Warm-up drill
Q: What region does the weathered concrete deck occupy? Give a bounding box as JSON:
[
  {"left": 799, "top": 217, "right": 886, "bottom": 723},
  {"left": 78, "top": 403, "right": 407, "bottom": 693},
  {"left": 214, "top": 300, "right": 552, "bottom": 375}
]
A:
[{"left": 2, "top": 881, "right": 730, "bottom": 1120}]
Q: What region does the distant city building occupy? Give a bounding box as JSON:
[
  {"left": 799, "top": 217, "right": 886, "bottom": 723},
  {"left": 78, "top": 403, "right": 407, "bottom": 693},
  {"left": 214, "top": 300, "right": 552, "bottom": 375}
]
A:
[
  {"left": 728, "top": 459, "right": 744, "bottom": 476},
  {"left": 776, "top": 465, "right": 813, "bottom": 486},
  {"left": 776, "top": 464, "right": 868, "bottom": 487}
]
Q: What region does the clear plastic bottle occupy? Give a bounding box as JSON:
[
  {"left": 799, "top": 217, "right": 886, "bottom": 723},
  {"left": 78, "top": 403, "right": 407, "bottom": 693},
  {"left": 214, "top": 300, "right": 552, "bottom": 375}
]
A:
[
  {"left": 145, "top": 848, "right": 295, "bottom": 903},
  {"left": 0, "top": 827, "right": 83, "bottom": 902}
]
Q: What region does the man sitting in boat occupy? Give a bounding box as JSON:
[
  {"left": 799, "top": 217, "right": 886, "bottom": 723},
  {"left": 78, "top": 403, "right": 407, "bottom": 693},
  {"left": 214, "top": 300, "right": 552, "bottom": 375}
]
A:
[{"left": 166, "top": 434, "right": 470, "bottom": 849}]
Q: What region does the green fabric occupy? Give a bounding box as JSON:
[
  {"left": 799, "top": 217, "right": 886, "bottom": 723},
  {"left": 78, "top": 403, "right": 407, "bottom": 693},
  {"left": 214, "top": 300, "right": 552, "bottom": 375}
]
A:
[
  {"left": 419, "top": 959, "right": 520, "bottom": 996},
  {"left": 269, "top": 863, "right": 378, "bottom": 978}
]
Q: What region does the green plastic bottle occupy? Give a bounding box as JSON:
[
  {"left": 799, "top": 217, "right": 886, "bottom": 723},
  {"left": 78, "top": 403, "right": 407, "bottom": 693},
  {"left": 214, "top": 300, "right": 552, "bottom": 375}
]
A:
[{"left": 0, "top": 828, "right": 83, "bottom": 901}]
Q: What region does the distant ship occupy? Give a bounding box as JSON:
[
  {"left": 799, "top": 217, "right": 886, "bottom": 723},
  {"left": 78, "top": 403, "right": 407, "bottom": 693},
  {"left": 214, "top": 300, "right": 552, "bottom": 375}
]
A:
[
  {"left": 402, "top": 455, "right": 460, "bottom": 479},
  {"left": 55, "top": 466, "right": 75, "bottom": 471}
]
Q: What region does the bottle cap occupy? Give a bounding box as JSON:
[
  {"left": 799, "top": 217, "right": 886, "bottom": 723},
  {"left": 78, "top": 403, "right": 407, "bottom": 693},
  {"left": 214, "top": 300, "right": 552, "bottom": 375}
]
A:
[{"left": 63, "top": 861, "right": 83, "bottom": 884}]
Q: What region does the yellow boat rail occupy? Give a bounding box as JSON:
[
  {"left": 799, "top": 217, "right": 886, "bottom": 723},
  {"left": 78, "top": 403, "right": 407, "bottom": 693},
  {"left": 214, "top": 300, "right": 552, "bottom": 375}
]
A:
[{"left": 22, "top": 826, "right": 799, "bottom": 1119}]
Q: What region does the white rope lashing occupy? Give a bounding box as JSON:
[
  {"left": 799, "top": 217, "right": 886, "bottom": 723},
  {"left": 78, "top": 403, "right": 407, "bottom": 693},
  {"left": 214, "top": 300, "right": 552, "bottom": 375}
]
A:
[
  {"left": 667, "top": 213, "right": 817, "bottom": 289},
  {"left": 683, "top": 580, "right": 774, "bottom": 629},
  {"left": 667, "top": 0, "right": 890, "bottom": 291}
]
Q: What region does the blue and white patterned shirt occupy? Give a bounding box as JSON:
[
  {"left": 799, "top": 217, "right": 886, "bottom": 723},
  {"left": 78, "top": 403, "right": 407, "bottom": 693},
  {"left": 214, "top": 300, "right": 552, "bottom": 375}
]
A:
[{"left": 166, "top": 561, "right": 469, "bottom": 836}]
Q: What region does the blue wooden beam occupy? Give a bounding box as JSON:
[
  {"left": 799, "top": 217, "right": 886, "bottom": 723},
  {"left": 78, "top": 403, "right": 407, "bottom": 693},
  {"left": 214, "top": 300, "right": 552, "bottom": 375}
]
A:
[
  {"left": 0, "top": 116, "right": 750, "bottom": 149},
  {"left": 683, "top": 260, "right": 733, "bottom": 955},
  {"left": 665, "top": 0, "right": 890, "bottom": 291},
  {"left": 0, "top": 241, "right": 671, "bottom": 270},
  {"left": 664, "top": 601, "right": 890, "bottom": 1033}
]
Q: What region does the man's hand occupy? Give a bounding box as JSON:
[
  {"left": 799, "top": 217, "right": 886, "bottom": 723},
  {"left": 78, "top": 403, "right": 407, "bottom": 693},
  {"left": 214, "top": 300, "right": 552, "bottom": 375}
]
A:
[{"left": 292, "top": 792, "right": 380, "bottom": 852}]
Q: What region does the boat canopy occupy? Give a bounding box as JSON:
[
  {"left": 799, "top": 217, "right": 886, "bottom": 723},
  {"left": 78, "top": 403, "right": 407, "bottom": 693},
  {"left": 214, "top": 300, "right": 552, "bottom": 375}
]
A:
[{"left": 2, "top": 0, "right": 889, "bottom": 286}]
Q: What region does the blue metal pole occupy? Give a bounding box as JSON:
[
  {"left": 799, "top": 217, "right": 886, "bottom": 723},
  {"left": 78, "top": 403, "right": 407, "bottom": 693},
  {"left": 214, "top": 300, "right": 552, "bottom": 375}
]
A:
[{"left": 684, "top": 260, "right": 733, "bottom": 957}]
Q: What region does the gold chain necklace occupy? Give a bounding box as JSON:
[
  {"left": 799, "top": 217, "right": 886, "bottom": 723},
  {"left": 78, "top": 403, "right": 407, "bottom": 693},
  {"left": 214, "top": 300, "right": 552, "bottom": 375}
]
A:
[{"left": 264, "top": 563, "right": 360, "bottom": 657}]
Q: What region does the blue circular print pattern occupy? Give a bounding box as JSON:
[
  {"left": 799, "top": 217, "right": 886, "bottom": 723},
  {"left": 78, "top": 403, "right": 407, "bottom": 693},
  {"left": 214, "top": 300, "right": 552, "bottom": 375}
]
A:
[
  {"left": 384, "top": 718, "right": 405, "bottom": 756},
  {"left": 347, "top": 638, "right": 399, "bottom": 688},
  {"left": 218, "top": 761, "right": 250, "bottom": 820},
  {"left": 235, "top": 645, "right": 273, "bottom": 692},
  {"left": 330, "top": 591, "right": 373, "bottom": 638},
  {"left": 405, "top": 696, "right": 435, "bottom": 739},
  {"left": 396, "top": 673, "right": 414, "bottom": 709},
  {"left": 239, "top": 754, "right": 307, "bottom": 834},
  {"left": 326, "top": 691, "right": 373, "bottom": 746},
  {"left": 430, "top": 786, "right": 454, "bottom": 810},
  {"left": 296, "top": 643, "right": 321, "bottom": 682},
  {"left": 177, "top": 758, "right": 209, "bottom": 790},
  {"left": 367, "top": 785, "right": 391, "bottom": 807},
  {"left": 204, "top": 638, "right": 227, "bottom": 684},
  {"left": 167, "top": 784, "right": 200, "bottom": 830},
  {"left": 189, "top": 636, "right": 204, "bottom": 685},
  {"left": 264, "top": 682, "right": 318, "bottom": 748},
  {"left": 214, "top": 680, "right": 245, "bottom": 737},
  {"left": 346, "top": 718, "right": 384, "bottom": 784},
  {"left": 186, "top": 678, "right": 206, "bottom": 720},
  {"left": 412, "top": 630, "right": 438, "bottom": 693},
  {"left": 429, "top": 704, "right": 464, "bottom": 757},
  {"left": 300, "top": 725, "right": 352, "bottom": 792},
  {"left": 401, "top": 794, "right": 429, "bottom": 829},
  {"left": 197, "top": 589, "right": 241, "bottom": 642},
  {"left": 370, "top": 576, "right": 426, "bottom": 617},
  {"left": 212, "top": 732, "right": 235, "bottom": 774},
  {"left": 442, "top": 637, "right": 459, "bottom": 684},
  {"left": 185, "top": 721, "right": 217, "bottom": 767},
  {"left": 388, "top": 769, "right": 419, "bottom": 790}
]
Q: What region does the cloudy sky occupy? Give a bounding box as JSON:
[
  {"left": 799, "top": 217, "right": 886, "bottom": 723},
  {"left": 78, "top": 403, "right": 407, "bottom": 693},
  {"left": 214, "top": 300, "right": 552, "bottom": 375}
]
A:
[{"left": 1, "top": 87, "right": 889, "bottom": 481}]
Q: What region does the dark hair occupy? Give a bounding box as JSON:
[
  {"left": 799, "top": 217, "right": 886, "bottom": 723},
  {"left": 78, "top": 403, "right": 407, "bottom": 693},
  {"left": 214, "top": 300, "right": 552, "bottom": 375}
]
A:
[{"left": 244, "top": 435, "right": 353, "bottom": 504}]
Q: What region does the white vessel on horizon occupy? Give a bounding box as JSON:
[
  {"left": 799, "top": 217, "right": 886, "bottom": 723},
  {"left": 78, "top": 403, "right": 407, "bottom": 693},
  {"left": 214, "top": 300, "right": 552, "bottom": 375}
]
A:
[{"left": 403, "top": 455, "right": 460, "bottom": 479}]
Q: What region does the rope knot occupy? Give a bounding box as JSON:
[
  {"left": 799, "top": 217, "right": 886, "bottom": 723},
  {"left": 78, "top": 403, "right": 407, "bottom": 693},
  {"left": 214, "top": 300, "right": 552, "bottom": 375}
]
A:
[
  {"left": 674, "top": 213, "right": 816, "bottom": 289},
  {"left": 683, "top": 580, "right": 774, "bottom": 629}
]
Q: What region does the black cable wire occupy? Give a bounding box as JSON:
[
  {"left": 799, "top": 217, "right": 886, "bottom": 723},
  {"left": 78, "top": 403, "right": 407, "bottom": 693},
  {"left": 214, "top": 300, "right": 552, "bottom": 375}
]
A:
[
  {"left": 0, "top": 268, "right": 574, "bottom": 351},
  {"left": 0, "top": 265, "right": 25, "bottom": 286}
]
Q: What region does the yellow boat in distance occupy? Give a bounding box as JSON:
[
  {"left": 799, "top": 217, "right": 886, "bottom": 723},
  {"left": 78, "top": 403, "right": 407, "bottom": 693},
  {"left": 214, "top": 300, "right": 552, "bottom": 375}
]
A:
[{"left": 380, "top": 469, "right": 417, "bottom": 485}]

▶ **Task directions**: Among the lines above, find those holding the word "plastic" and state how many there are, number only.

▶ **Written response**: 2